## Passage provided
Such an inclusive particularity is something, rather than nothing. It can invite and encourage other voices in partnership into a responsibility to articulate what Calvin called,

    "the twofold government in man"

in which the spiritual lives side by side with the political, perhaps even enjoying facing head-on the tensions that such a recognition may, from time to time, involve.

5.17 p.m.

Lord Goodhart: My Lords, my noble friend's Motion has given rise to an outstanding debate. I hope that other speakers will forgive me if, like the right reverend Prelate the Bishop of Portsmouth, I pay particular tribute to the right reverend Prelate the Bishop of Birmingham. I do so with pleasure for his subtle and thoughtful speech today and with regret as it will be the last occasion on which he will speak from the Bishops' Bench. I feel that regret all the more strongly because, for the past 20 years at least, he has been a personal friend.

## Exercise
Carry the Lords debate excerpt forward from its last sentence, continuing Lord Goodhart's speech. The material that comes next is separate from the Lords debate excerpt.

## Available data
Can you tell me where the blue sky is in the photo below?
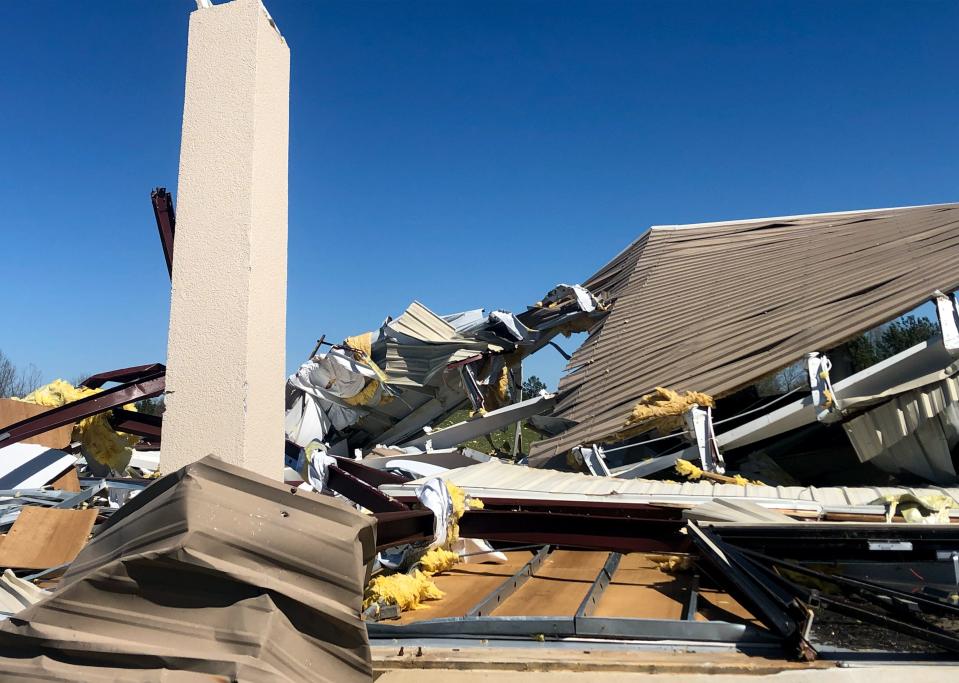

## Exercise response
The relationship between Church and state has been a major issue throughout Europe ever since Christianity became the dominant religion of the Roman Empire in the reign of Constantine, 1,800 years ago. That relationship has, sometimes, been stormy. In particular, the Middle Ages were a period of conflict between the temporal power of kings and the spiritual power of the Pope, a conflict symbolised in England by the battle between Henry II and Becket.

After the Reformation, there was a profound change, and, in England at least, Church and state became symbiotic. The established Church supported the established government except in 1688 when the Church withdrew its support from James II because he showed an intent to withdraw his support from the Church. In return, the government supported the established Church by protecting it against the other Churches and by giving its members certain special rights. We are concerned with two relationships: that between the state and the established Church and that between the established Church and the unestablished Churches and, increasingly, other faiths.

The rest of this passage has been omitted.